_WHAT THE EXERCISE ASKS_
Extract all of the entries and give them again, word for word.

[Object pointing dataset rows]
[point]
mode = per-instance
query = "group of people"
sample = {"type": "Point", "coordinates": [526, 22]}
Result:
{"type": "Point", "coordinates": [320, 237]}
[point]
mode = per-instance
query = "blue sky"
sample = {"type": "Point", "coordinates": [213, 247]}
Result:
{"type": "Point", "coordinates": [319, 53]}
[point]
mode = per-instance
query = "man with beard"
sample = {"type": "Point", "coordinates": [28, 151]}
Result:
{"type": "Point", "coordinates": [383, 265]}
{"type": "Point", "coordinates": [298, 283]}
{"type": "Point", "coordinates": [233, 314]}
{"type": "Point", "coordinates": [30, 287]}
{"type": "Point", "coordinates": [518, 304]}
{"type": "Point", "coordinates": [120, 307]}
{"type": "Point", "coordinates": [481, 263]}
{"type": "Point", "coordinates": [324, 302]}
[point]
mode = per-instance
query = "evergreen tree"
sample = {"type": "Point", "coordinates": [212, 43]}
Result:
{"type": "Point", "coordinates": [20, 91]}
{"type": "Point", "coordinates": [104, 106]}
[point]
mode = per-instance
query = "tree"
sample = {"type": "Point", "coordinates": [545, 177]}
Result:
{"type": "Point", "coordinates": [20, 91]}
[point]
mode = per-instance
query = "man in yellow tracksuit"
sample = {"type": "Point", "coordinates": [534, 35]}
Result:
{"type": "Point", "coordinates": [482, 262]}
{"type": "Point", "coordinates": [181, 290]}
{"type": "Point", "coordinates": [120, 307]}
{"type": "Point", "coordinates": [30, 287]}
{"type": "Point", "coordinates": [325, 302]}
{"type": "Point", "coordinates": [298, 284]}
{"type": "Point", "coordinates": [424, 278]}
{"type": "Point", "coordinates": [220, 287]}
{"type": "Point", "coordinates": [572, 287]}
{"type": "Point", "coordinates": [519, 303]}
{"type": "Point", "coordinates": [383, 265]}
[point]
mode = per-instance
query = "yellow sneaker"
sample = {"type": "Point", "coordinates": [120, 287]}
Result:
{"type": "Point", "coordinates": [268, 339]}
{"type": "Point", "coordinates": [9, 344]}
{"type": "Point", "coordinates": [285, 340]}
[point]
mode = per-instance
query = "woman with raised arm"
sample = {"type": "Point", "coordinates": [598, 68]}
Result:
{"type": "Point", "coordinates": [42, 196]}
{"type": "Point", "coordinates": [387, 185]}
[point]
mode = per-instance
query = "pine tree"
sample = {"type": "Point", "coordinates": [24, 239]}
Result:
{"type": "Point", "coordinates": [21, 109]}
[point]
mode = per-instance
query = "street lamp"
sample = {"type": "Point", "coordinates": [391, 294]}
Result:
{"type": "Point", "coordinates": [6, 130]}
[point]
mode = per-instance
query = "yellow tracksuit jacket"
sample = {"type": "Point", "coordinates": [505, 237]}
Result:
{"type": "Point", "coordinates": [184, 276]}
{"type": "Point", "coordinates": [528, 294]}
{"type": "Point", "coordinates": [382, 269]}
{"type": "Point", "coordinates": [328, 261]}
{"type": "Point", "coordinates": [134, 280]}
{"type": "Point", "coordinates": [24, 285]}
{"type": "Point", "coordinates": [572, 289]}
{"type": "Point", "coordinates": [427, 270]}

_THE OUTPUT_
[point]
mode = per-instance
query = "group of people"
sample = {"type": "Point", "coordinates": [526, 22]}
Result:
{"type": "Point", "coordinates": [320, 237]}
[point]
mode = per-instance
query = "blue sky"
sample = {"type": "Point", "coordinates": [213, 247]}
Result:
{"type": "Point", "coordinates": [319, 53]}
[point]
mode = per-instance
query = "man with beard"
sample = {"type": "Point", "coordinates": [28, 151]}
Result:
{"type": "Point", "coordinates": [383, 265]}
{"type": "Point", "coordinates": [298, 283]}
{"type": "Point", "coordinates": [233, 314]}
{"type": "Point", "coordinates": [30, 287]}
{"type": "Point", "coordinates": [518, 304]}
{"type": "Point", "coordinates": [120, 307]}
{"type": "Point", "coordinates": [481, 263]}
{"type": "Point", "coordinates": [324, 302]}
[point]
mode = per-instance
query = "evergreen tree"
sample = {"type": "Point", "coordinates": [212, 43]}
Result:
{"type": "Point", "coordinates": [20, 91]}
{"type": "Point", "coordinates": [104, 106]}
[point]
mode = per-instance
query = "tree"
sample = {"type": "Point", "coordinates": [545, 177]}
Result:
{"type": "Point", "coordinates": [20, 91]}
[point]
mode = per-instance
query = "man in yellow tracksuit"
sample = {"type": "Point", "coordinates": [534, 35]}
Result:
{"type": "Point", "coordinates": [482, 262]}
{"type": "Point", "coordinates": [181, 290]}
{"type": "Point", "coordinates": [120, 307]}
{"type": "Point", "coordinates": [30, 287]}
{"type": "Point", "coordinates": [325, 302]}
{"type": "Point", "coordinates": [298, 284]}
{"type": "Point", "coordinates": [424, 278]}
{"type": "Point", "coordinates": [220, 287]}
{"type": "Point", "coordinates": [572, 287]}
{"type": "Point", "coordinates": [519, 303]}
{"type": "Point", "coordinates": [383, 265]}
[point]
mode = per-instance
query = "yellow sneaker"
sample = {"type": "Point", "coordinates": [120, 287]}
Result:
{"type": "Point", "coordinates": [268, 339]}
{"type": "Point", "coordinates": [9, 344]}
{"type": "Point", "coordinates": [285, 340]}
[point]
mode = per-instance
query = "woman with raised arm"
sample = {"type": "Point", "coordinates": [598, 68]}
Result:
{"type": "Point", "coordinates": [42, 196]}
{"type": "Point", "coordinates": [387, 185]}
[point]
mode = per-instance
query = "pine tree"
sample = {"type": "Point", "coordinates": [24, 239]}
Result:
{"type": "Point", "coordinates": [21, 109]}
[point]
mode = per-instance
query = "street lamp"
sample = {"type": "Point", "coordinates": [391, 294]}
Result:
{"type": "Point", "coordinates": [6, 130]}
[point]
mode = per-instance
query = "yellow tracksuit jacket"
sample = {"type": "Point", "coordinates": [505, 237]}
Result:
{"type": "Point", "coordinates": [184, 276]}
{"type": "Point", "coordinates": [528, 294]}
{"type": "Point", "coordinates": [382, 269]}
{"type": "Point", "coordinates": [328, 261]}
{"type": "Point", "coordinates": [134, 280]}
{"type": "Point", "coordinates": [24, 285]}
{"type": "Point", "coordinates": [572, 289]}
{"type": "Point", "coordinates": [427, 270]}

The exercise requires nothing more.